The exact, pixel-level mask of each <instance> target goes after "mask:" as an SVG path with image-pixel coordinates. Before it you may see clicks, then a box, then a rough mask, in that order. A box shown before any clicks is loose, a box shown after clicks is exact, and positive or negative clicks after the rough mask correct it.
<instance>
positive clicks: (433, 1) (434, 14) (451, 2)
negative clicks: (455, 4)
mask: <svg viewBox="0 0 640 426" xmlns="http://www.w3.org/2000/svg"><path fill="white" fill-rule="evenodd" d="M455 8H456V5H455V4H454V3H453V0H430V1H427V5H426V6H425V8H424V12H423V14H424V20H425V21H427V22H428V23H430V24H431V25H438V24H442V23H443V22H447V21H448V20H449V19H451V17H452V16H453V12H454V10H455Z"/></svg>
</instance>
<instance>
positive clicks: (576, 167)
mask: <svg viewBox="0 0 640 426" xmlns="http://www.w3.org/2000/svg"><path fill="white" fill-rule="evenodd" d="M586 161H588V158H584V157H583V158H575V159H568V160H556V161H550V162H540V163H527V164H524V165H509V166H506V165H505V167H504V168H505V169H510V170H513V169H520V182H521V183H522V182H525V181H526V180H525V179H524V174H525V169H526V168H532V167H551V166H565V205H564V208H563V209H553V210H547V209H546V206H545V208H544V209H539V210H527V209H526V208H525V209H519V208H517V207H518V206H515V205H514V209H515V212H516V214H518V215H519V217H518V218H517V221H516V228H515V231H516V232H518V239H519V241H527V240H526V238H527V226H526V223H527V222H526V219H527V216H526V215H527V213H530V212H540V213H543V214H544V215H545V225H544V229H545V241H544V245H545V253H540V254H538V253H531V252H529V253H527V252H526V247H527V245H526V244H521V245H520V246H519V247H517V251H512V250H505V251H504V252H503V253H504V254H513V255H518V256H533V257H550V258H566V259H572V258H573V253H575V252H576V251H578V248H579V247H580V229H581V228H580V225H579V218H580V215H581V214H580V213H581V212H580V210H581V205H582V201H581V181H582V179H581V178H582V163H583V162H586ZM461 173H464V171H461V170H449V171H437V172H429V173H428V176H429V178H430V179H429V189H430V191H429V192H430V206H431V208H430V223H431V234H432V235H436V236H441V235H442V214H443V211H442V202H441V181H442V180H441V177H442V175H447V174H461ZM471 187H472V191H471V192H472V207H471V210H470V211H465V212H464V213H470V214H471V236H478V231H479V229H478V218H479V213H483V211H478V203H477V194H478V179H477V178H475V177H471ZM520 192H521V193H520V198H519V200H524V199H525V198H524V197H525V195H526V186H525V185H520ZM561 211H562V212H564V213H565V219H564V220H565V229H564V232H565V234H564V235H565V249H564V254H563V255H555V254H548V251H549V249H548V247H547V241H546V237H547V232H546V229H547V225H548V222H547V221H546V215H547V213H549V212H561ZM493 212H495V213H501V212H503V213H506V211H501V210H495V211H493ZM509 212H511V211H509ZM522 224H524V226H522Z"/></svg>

Task statement: Across the entries above, count the lines with the word "instance" and report that count by itself.

Output below: 4